Sezione di testo:

........

Dobbiamo dare innanzitutto conto dell’ennesima ottima mossa di carrozzerie n.o.t., spazio romano diretto da Francesco Montagna e Maura Teofili che mescola la residenza artistica a debutti inseriti in una programmazione saltuaria, riuscendo a sparigliare davvero le carte di un sistema cittadino che ha bisogno certo di rete, ma anche di coraggio nelle scelte dei singoli luoghi. E occorre pure ricordare l’altro esperimento che avevamo visto a Orvieto firmato dalla giovanissima (per formazione) compagnia Vanaclù, GabbiaNo. Lì, attorno al lavoro su un classico dei classici come il testo di Čechov, si era intravisto il germe di un lavoro collettivo rivelatosi molto interessante per il piglio frontale con cui smontava e rimontava l’intera macchina. Ma quella era una macchina perfetta, il proverbiale dado che comunque rotoli mostra infine una faccia sempre diversa ma sempre chiara. Il passo successivo porta invece la firma di Woody Neri anche sulla drammaturgia. The Happy Bear Show ha debuttato sotto Natale, raccogliendo in un weekend un folto pubblico dai volti, laddove conosciuti, non per forza complici. E il risultato è senza dubbio meritevole di un piccolo approfondimento.

........

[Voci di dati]

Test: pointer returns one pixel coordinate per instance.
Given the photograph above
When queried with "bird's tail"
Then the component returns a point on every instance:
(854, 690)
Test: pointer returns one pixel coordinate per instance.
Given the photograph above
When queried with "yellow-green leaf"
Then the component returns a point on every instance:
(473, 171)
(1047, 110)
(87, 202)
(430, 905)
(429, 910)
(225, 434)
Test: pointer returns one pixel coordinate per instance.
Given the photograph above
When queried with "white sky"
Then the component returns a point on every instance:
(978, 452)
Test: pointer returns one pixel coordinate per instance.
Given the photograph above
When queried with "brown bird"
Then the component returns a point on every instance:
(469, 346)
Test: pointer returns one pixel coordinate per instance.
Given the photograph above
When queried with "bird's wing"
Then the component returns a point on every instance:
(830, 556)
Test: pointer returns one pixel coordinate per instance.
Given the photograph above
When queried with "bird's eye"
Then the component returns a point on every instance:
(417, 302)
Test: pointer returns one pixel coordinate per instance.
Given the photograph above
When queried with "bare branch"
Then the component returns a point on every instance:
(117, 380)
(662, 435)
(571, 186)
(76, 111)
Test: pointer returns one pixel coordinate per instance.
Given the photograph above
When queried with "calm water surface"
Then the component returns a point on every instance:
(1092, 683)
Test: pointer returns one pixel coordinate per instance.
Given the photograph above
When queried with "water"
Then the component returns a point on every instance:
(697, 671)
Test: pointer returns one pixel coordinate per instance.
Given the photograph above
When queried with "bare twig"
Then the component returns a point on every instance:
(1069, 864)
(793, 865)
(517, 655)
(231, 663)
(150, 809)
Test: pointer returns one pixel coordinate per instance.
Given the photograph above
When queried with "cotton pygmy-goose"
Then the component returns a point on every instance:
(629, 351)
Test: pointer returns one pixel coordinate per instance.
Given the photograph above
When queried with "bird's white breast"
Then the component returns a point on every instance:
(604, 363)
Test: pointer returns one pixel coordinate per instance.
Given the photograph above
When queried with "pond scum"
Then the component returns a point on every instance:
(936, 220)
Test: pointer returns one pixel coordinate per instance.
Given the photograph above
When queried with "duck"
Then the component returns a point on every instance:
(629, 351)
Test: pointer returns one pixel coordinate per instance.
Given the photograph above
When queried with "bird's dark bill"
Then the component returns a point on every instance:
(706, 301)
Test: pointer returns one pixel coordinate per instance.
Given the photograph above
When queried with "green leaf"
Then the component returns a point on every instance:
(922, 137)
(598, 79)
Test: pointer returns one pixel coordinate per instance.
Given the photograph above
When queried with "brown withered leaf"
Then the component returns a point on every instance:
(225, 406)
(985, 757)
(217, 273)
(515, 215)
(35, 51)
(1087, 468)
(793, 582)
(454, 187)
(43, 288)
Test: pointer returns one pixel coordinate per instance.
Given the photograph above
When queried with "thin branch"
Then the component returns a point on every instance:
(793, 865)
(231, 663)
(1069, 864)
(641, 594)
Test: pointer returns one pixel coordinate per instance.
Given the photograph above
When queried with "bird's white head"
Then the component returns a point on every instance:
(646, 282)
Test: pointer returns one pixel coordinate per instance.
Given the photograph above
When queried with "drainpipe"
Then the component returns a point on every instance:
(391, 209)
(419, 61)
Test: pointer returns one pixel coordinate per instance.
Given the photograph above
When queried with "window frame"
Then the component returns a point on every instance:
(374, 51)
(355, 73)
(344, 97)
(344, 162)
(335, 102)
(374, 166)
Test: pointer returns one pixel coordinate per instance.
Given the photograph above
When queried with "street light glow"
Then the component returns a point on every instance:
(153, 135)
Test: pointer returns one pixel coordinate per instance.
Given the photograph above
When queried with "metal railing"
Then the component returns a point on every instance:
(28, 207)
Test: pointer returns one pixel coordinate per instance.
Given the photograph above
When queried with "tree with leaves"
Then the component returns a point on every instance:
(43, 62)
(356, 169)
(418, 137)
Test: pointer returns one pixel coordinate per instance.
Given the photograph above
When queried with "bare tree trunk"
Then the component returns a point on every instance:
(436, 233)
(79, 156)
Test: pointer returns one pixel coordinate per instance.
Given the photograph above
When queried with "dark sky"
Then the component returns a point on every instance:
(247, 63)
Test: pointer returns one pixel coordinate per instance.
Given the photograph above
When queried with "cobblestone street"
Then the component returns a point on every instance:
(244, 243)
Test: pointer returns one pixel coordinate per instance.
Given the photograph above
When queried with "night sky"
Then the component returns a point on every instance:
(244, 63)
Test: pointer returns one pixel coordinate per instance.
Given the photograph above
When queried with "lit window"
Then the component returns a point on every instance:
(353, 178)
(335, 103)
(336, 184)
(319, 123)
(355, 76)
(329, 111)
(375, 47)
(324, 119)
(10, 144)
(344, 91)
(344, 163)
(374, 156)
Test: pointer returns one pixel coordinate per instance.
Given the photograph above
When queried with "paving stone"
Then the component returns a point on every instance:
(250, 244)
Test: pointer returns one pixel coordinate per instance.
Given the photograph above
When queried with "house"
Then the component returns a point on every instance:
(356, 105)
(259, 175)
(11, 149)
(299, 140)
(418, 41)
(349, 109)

........

Elenco attività:
**1.** Individua e riporta ogni riga delle voci di dati che contiene la stringa "bare". Maiuscole e minuscole vanno distinte.
**2.** Prosegui la recensione di The Happy Bear Show a partire dalla frase successiva all'ultima riportata nella sezione di testo.

Risposte per attività:
**1.**
When queried with "bare branch"
When queried with "bare twig"
When queried with "bare tree trunk"

**2.**
In questa sorta di apologo apocalittico il protagonista è un uomo intrappolato dentro la propria professione. In modo non del tutto metaforico. Il dramma interiore si consuma infatti sotto le spoglie di Orso, popolarissimo peluche televisivo idolo delle folle giovani e meno giovani ed esplode in un inconsulto pugno in faccia dato a un povero bambino del pubblico in diretta mondiale. Sopravvissuto – insieme al resto dell’umanità – a un’apocalisse/bufala annunciata dai media, l’uomo dovrà affrontare una fine del mondo personale, concentrata nella totale spersonalizzazione e in un delirio schizofrenico che lo farà parlare con lavandini e bidè, improvvisamente saggi e premonitori. Il mondo finirà davvero, alle 10.30 della notte di Natale, nel bel mezzo del Christmas Show di cui proprio Orso sarà la star. Ma l’incontro – profetizzato anche quello – con la bella Alba (nome evocativo, quasi biblico) lo spingerà forse a usare la popolarità mediatica per salvare il mondo, o forse solo per salvare se stesso.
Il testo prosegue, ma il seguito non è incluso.